**SELECTION**.
By the time they're in middle school, those who have been identified as having a chance of becoming truly elite have been grabbed up by AAU teams. The big difference here is that these players get a lavish free ride. All of their club expenses are covered by athletic shoe companies (mostly Nike and Adidas, although lately Under Armour and Puma have begun dumping large bundles of cash in the swamp).

With a hysteria fueled by social media and cable sports outlets with a ravenous hunger for content (last month, ESPN had cornhole competition), AAU has gone from being a suspicious growth on the underbelly of amateur basketball to being this Thing. In a couple weeks, Las Vegas will host the summer season-ending AAU Showcase, with college coaches descending on the place, perchance to pick out their recruiting targets for the next couple years. (If you ever want to send Sean Miller—or most any other D-I coach—into a paroxysm, just suggest that one way to cut down on the corruption in college basketball would be to ban coaches from the AAU tournaments, causing the tournaments and the shoe money to dry up almost immediately.)

What, then, can be done? Ask 100 people who are coaching club teams and 105 of them will say that they do it to counterbalance all of those who are in it for the wrong reasons and/or do things the wrong way. Certainly the stories of the coach who absconds with the team's money (as happened in Marana just a few months ago) or the one that exhibits inappropriate behavior in practice or in a game (as happens everywhere, all the time) are far more likely to get the attention of the media. But there are those who put in their work, give their time, and reap their rewards in other ways.

Ismael "Izzy" Galindo has been at both ends of the won-loss spectrum. He likes where he is now, but he appreciates the time he spent at the other end. At the beginning of this decade, Galindo took over the dismal girls basketball program at Pueblo High School. It had been years since the Warriors had a winning record and even longer since they had gone to state. "I knew we had a lot of work to do, so that's what we did. Work."

**SUPPLIED INFORMATION**.

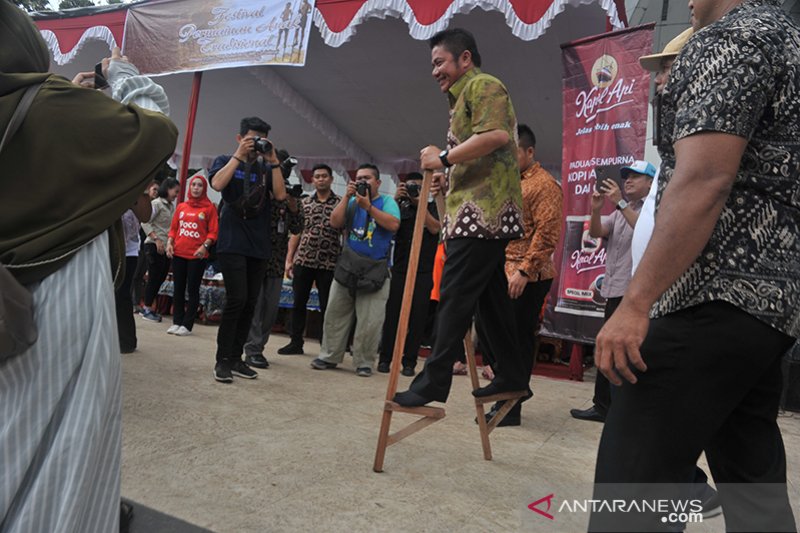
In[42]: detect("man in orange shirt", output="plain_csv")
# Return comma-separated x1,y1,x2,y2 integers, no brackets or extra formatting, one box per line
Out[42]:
476,124,562,426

**TASKS AND EXERCISES**.
**a.** Reproduce a portion of the passage on AAU basketball verbatim, starting at the words "By the time" and ending after "in the swamp).".
**b.** According to the passage on AAU basketball, which high school's girls basketball program did Ismael "Izzy" Galindo take over?

**FULL ANSWERS**.
**a.**
By the time they're in middle school, those who have been identified as having a chance of becoming truly elite have been grabbed up by AAU teams. The big difference here is that these players get a lavish free ride. All of their club expenses are covered by athletic shoe companies (mostly Nike and Adidas, although lately Under Armour and Puma have begun dumping large bundles of cash in the swamp).

**b.** Pueblo High School